## Texto de lectura
★ ★ ★ ★
Una mujer observa el lienzo ‘Naturaleza muerta con revólver’ (1957), de Óscar Domínguez.
El surrealismo atlántico de Óscar Domínguez
El Museo Picasso de Málaga revisa en una retrospectiva la singular obra del artista tinerfeño, uno de los nombres fundamentales de las vanguardia en España
Óscar Domínguez militó, sobre todo, en el desconcierto. Nada le atraía más que la extrañeza. De hecho, fue un surrealista periférico, un vanguardista de Tenerife, allí donde el arte nuevo no era más que un acumulado de extravagancia. Su padre, un comerciante de plátanos, le dio las primeras lecciones de pintura, pero la revelación más importante de su vida le llegó con el surrealismo, en los años veinte y treinta, justo en el big bang de aquella explosión creativa, cuando el mundo de lo inédito todavía era posible.
★ ★ ★ ★
## Extracto de entradas
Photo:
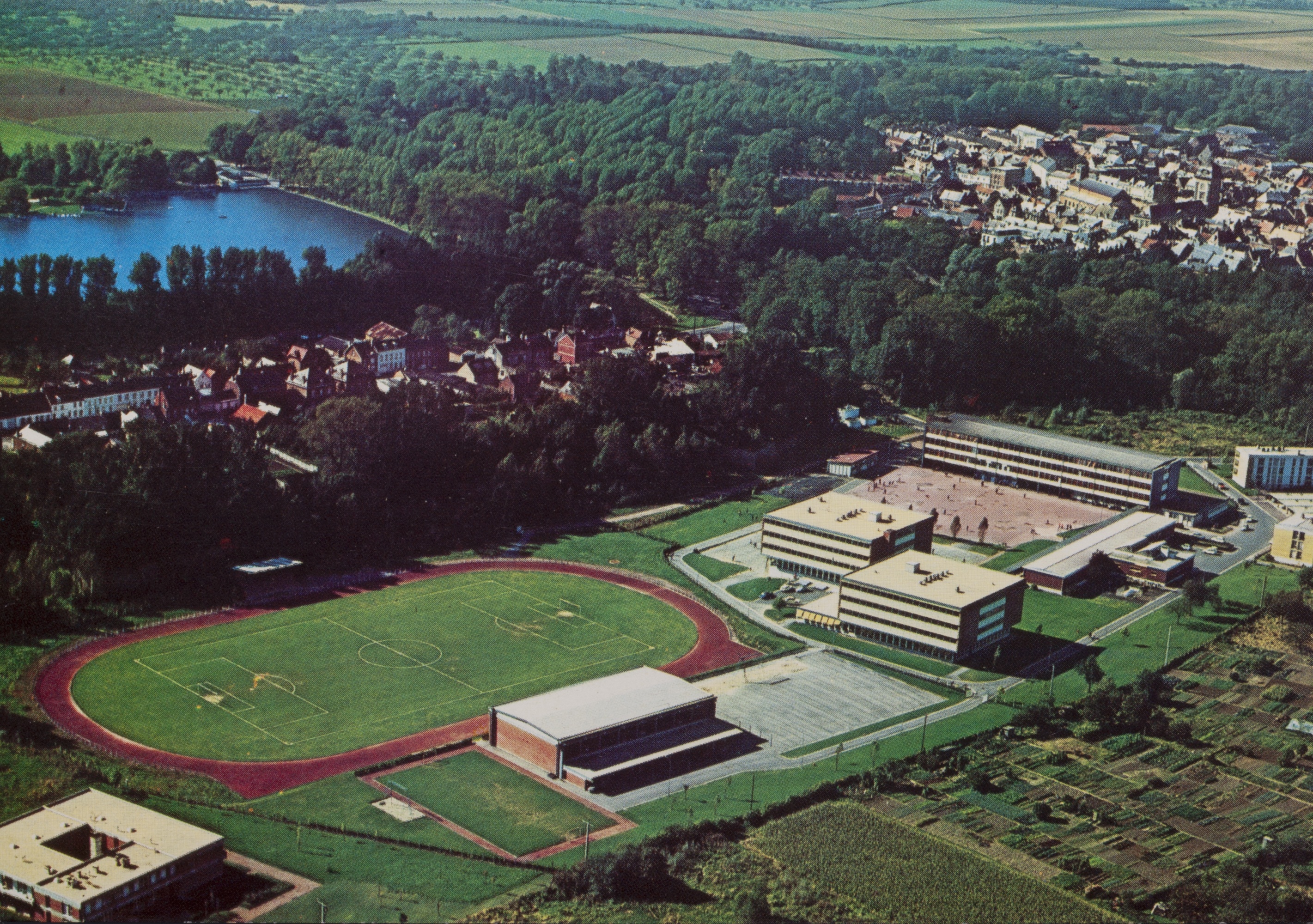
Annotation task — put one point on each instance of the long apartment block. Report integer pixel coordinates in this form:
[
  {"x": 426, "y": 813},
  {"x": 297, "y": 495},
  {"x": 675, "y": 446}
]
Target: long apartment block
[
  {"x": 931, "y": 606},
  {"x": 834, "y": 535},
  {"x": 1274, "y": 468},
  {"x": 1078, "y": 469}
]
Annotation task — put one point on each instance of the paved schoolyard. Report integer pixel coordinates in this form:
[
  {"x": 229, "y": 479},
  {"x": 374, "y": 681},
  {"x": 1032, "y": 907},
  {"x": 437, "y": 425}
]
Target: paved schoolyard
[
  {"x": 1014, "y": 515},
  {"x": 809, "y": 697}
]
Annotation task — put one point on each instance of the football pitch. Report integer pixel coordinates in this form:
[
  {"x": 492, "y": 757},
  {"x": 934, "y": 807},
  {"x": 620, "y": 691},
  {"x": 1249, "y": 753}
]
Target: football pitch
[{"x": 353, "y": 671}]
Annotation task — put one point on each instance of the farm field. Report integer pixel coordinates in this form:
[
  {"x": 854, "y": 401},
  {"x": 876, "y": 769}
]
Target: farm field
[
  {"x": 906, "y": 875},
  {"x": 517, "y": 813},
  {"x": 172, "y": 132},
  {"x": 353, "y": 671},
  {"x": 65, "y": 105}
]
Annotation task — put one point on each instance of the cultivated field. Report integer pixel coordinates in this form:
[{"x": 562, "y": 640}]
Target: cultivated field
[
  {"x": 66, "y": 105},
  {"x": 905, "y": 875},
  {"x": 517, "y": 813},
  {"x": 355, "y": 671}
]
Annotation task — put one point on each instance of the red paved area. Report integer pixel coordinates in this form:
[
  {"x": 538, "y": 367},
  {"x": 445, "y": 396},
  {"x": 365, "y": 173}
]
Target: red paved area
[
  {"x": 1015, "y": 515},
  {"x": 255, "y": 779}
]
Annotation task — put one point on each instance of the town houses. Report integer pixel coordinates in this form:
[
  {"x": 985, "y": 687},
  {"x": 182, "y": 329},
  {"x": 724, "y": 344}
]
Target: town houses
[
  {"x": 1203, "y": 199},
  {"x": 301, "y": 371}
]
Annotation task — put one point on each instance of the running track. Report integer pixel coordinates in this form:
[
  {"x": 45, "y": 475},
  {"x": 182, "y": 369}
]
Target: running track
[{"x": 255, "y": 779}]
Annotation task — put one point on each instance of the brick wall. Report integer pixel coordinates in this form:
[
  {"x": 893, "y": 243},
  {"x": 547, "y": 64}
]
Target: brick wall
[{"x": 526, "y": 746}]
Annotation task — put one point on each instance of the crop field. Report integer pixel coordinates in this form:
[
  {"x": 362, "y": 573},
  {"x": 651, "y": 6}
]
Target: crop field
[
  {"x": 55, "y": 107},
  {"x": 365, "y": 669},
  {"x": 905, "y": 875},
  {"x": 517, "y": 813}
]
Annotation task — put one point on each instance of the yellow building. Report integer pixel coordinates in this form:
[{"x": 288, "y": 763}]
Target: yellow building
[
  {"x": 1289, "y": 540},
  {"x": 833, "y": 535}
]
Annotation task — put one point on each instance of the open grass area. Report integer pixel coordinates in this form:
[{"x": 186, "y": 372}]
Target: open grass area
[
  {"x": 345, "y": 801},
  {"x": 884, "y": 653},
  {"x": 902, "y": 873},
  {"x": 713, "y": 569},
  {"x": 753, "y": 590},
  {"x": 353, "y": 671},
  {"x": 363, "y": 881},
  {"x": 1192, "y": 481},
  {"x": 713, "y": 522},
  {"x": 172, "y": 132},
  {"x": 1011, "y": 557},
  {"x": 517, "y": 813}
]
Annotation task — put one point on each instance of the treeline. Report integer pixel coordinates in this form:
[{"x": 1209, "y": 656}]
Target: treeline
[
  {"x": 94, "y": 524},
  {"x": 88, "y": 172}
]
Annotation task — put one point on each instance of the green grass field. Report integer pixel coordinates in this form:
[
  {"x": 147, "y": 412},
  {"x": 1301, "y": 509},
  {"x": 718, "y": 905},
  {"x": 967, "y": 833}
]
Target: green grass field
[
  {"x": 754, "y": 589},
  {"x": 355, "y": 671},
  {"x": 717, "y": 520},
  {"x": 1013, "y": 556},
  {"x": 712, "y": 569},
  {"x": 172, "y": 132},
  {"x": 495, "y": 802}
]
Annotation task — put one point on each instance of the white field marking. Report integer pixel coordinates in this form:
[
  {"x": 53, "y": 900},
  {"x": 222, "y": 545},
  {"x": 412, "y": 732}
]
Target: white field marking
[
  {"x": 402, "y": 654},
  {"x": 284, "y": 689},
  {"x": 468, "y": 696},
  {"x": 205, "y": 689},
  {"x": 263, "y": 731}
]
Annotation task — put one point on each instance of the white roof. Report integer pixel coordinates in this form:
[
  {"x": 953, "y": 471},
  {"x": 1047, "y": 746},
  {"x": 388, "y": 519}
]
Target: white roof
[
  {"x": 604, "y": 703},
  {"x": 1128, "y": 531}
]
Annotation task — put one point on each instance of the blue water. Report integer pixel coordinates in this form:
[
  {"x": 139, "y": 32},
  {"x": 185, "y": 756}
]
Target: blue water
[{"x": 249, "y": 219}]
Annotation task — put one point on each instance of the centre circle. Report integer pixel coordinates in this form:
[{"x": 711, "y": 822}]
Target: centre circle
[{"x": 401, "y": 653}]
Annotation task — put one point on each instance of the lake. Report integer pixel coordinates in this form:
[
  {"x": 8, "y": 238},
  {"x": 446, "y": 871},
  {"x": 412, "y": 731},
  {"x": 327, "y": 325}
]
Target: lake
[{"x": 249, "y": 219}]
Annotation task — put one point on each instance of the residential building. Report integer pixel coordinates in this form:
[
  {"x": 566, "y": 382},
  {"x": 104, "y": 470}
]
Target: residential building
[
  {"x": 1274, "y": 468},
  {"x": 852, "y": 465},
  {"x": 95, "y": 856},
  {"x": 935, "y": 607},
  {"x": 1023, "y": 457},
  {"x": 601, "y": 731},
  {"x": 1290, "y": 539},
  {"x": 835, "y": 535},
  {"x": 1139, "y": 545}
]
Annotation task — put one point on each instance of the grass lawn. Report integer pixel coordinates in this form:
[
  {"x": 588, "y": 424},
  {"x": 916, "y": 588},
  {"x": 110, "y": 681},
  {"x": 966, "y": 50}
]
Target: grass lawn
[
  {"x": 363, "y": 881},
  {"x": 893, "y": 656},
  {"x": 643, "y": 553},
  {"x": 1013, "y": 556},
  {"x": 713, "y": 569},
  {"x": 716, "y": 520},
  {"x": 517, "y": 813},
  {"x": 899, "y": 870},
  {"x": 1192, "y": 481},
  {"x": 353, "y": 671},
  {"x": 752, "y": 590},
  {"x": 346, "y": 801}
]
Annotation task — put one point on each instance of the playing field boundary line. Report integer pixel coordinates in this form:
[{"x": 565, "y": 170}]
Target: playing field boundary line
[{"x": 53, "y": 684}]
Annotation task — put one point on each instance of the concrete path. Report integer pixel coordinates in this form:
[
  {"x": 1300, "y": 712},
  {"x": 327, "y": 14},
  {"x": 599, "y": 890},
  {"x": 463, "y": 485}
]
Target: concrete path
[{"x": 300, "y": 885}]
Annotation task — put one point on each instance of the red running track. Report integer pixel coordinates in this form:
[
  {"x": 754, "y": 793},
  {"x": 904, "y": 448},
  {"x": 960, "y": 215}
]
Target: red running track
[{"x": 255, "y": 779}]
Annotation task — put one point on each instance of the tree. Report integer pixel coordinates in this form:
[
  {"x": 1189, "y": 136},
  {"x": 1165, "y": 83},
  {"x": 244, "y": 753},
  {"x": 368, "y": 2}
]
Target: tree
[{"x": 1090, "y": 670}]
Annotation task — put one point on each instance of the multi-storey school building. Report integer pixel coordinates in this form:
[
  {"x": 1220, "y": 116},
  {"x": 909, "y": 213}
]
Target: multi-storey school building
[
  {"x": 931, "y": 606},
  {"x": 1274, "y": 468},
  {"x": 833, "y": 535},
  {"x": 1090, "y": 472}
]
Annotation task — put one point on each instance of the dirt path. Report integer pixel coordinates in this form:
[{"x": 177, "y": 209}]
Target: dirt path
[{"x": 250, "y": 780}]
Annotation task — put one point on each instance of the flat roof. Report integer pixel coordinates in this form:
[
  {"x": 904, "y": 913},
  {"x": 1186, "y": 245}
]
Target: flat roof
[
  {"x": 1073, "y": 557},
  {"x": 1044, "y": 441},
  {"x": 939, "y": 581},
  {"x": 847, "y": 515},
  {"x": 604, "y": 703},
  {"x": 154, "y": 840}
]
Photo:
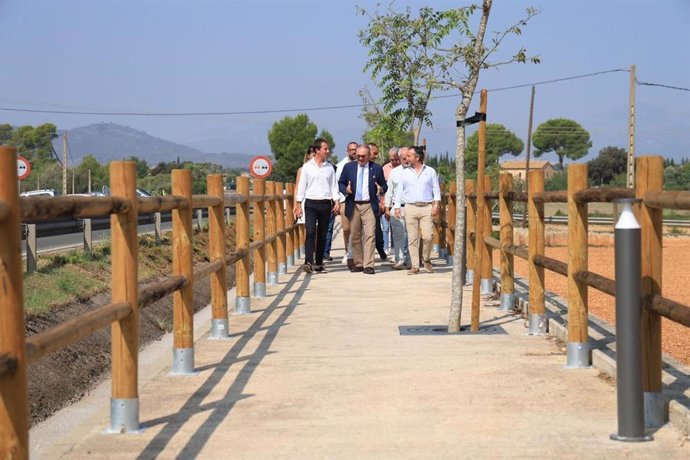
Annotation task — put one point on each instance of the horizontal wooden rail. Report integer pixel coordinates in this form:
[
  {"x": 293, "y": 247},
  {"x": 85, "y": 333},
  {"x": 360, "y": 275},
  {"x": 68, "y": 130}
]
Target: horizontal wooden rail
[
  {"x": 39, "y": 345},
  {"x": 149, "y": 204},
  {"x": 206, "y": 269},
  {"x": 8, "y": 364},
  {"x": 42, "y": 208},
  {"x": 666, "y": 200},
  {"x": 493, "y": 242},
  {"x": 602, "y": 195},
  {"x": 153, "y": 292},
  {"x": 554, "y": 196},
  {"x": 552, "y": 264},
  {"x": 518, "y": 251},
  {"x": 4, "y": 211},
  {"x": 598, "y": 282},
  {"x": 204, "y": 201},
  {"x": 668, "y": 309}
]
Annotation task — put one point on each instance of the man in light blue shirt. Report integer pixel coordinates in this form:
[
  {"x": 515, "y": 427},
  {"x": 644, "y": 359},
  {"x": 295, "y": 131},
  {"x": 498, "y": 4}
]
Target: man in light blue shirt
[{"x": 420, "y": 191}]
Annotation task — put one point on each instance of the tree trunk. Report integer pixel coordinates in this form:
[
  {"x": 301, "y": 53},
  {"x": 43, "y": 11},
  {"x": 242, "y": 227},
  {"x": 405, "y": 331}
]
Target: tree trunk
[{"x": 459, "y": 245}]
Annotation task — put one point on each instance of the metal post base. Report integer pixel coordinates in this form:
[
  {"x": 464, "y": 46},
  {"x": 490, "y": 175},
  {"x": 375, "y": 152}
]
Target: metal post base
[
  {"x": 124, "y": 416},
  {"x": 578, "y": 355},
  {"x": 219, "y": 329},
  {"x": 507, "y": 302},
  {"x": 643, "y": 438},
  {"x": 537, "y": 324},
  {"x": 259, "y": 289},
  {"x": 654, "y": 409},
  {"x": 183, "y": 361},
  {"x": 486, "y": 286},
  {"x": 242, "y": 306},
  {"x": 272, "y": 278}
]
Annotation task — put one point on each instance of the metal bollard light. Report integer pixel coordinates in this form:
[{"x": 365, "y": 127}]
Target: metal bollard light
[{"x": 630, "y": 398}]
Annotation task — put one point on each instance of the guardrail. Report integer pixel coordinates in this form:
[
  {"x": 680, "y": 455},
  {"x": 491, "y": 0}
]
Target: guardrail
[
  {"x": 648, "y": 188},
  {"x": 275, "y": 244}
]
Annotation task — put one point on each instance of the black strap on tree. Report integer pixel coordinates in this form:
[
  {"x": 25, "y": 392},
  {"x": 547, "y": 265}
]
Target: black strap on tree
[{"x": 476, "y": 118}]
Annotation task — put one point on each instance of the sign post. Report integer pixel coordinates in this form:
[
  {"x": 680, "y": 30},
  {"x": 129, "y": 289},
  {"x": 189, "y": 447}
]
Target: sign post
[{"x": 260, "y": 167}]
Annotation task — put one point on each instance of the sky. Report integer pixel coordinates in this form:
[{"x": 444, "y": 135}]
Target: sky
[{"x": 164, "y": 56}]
★ ★ ★ ★
## Acciones a realizar
1. Transcribe del artículo sobre Óscar Domínguez el fragmento que arranca con las palabras en las que figura "El surrealismo atlántico" y cierra con "todavía era posible.".
2. Redacta el tramo siguiente del artículo sobre Óscar Domínguez, a partir de su última frase.

## Resultados por tarea
1.
El surrealismo atlántico de Óscar Domínguez
El Museo Picasso de Málaga revisa en una retrospectiva la singular obra del artista tinerfeño, uno de los nombres fundamentales de las vanguardia en España
Óscar Domínguez militó, sobre todo, en el desconcierto. Nada le atraía más que la extrañeza. De hecho, fue un surrealista periférico, un vanguardista de Tenerife, allí donde el arte nuevo no era más que un acumulado de extravagancia. Su padre, un comerciante de plátanos, le dio las primeras lecciones de pintura, pero la revelación más importante de su vida le llegó con el surrealismo, en los años veinte y treinta, justo en el big bang de aquella explosión creativa, cuando el mundo de lo inédito todavía era posible.

2.
Eran sus años primeros –esos que dicen de formación– cuando el artista aún buscaba argumento en su obra. Pero fue la experiencia de París, tuvo que ser París (cuando viajó para ocuparse del negocio familiar de exportación de frutas en el mercado de Les Halles), quien le puso en el camino de su verdad, es decir, que el arte auténtico no tiene argumento, ni lo necesita. Descubrió el mundo fabuloso que pregonaba André Breton, ese surrealista severo al que frecuentó con asiduidad.
Aquella lección de lo nuevo la hizo suya, con esa capacidad alucinatoria de lo insular, que viene a ser una hipnosis de luz blanca y piedra oscura. Alcanzó su propia voz después de asimilar las correspondencias de los maestros –Pablo Picasso, entre ellos–, desarrolló una obra muy del gusto francés y, a la vez, levantó una iconografía obsesiva en torno a geografías inestables, naturalezas oníricas, seres y máquinas imposibles que asoman por las esquinas de la tela, figuras inclasificables que pueden significan cualquier cosa.
Óscar Domínguez, fotografiado por Roland d’Ursel en su estudio de París, en 1951.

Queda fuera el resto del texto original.